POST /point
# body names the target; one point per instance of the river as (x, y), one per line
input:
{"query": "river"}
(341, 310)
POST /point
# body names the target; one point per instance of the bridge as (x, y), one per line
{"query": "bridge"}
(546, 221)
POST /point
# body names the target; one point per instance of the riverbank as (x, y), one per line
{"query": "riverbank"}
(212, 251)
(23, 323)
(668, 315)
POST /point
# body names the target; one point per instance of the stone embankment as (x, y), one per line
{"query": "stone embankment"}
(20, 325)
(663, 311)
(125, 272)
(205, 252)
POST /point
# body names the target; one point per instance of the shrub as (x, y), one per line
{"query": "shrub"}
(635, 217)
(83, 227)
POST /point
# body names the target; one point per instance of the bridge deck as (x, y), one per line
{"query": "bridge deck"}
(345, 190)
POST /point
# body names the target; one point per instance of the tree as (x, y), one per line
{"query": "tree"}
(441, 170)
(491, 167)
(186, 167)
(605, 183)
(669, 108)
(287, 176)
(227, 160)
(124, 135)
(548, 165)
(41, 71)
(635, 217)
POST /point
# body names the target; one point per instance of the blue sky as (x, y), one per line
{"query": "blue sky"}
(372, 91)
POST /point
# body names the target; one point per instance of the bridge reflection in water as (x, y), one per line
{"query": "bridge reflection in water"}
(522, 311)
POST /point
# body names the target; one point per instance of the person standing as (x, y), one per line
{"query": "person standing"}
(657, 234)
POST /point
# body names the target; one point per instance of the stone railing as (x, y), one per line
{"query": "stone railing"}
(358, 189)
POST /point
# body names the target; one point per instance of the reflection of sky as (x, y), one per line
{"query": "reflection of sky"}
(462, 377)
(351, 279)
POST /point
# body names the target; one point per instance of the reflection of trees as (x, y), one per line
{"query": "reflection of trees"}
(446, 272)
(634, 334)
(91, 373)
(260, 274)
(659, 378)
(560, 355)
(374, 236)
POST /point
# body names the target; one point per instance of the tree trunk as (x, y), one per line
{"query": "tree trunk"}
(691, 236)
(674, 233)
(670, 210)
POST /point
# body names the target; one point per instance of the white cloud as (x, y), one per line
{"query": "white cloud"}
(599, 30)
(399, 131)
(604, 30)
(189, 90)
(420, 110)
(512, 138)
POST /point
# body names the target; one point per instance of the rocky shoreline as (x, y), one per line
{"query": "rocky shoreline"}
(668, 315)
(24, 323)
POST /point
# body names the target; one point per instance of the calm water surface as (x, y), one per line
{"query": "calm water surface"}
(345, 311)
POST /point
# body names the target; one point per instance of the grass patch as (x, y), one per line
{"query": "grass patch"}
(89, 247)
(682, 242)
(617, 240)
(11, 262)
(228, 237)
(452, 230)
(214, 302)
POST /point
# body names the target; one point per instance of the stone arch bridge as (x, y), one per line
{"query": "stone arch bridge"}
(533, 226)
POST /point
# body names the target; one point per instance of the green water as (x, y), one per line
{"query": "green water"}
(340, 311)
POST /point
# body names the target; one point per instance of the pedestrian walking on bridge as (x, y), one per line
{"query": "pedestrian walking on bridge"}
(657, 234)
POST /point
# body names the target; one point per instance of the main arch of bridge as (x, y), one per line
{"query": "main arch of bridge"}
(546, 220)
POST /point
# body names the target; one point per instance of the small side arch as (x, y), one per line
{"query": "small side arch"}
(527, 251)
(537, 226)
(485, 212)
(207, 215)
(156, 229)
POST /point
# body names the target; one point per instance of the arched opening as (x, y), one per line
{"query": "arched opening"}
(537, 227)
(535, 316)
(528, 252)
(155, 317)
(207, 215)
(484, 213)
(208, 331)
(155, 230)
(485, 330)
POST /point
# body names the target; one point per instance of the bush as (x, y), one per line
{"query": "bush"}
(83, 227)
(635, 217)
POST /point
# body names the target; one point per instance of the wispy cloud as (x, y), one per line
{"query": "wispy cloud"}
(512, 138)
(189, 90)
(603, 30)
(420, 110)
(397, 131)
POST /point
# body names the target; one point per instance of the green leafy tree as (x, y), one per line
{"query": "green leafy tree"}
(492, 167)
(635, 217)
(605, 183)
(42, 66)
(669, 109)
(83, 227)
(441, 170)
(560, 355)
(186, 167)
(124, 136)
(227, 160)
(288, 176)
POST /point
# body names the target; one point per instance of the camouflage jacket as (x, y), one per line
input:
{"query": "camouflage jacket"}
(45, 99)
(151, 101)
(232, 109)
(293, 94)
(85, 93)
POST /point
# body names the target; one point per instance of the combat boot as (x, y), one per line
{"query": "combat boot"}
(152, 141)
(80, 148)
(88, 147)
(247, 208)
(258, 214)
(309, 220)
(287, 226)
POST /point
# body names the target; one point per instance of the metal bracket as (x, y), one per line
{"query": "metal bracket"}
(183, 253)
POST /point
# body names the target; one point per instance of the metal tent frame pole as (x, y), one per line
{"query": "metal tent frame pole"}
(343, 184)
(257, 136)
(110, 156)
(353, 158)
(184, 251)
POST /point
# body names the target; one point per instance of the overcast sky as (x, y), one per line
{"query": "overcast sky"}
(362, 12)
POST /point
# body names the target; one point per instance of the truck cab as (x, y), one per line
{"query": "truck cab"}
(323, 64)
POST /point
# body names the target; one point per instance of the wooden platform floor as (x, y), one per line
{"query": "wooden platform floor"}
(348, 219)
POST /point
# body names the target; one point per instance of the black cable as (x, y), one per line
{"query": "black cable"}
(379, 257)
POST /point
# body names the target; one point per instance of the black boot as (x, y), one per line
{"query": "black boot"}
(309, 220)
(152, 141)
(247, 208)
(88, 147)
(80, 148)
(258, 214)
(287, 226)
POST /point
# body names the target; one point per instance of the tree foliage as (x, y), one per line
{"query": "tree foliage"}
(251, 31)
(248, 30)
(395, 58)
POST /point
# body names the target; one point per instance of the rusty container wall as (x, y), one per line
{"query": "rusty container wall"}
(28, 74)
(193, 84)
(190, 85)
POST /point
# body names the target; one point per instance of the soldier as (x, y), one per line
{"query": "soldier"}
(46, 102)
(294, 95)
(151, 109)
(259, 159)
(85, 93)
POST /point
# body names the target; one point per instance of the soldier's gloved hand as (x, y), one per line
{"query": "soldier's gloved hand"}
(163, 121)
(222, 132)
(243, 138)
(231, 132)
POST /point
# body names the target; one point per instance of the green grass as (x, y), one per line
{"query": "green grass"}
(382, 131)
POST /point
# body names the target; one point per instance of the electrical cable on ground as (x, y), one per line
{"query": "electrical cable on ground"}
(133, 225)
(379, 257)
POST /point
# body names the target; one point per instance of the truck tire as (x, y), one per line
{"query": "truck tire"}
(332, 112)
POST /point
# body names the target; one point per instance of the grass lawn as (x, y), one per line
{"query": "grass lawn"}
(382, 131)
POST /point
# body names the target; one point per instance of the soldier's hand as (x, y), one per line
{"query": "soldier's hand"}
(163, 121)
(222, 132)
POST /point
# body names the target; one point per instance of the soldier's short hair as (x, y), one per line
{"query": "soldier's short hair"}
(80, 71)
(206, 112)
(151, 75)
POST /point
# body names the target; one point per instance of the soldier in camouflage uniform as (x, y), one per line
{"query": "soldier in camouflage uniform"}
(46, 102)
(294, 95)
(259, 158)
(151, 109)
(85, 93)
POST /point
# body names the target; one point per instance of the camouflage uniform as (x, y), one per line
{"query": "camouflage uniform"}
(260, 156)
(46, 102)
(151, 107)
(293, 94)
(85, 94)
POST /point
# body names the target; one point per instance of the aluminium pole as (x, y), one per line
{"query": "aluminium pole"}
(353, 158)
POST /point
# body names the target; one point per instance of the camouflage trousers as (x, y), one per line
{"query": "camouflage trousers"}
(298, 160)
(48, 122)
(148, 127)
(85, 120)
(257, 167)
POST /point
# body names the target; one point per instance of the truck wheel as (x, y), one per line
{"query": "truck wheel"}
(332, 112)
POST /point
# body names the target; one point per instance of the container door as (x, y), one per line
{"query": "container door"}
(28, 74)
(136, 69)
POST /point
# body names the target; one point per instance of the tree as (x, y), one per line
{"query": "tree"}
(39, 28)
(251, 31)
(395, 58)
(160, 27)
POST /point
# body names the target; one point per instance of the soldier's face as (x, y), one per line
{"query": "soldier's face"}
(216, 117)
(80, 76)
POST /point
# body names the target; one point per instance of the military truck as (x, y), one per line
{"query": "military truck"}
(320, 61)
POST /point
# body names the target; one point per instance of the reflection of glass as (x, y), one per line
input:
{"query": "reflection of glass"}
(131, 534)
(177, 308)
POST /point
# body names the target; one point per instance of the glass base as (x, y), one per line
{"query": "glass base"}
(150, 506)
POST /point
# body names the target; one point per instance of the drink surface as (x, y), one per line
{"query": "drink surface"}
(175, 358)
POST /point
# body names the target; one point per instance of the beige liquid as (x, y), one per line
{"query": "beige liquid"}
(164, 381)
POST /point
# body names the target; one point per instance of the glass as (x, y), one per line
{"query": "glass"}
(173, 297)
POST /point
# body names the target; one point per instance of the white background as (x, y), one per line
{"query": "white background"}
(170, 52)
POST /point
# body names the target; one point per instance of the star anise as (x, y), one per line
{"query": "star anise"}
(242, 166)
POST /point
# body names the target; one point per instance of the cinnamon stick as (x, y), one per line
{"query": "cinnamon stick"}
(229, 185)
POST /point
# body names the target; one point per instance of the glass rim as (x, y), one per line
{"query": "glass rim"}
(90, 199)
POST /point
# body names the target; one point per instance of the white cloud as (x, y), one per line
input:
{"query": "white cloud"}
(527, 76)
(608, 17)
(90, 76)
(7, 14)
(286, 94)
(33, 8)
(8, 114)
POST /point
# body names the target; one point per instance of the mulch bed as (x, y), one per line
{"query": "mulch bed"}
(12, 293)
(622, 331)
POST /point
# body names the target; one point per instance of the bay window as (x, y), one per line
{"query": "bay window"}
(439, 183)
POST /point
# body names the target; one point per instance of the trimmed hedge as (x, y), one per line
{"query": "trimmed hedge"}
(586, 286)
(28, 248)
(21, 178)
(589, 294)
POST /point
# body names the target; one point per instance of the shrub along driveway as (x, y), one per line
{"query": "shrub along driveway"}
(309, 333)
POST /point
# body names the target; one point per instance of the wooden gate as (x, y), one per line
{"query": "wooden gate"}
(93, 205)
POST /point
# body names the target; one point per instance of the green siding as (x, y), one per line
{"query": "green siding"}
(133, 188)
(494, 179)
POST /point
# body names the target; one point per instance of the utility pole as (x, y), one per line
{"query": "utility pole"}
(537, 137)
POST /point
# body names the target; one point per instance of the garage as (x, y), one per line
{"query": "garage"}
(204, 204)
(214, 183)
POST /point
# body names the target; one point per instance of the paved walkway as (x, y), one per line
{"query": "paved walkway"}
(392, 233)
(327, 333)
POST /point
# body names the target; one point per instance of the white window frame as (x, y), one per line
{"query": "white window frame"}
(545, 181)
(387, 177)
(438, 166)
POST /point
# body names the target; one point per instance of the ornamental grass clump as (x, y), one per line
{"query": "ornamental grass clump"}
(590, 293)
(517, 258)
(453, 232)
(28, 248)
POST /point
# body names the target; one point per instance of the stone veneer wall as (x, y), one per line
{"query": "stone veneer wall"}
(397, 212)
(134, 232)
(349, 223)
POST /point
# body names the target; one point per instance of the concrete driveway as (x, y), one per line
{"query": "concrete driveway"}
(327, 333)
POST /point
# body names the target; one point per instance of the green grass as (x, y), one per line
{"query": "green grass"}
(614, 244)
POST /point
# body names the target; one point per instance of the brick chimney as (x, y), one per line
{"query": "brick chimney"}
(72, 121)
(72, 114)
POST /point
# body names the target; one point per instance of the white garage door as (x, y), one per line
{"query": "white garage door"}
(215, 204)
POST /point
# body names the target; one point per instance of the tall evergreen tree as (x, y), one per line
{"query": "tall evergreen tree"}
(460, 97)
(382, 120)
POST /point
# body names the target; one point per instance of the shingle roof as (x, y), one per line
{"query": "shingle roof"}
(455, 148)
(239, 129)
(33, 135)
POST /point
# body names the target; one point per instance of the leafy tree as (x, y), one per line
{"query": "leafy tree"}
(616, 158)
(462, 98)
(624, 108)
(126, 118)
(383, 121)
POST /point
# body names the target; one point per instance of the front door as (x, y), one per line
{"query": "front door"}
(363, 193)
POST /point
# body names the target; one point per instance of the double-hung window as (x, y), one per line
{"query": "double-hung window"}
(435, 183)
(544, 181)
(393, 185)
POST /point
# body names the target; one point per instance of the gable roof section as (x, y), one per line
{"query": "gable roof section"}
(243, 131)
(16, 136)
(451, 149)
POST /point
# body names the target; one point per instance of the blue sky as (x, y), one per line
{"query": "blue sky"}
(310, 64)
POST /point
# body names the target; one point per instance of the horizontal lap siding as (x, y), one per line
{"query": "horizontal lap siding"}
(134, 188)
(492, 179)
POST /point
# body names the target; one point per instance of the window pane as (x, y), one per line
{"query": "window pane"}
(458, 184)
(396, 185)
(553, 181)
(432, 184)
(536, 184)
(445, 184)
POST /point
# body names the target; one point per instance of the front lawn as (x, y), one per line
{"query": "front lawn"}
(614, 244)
:::::
## [WHAT YOU NEED TO DO]
Please return every line above that contains the word "short", matching its case exactly.

## [FULL OUTPUT]
# body names the target; one point per instance of the soldier's short hair as (x, y), one per line
{"query": "soldier's short hair"}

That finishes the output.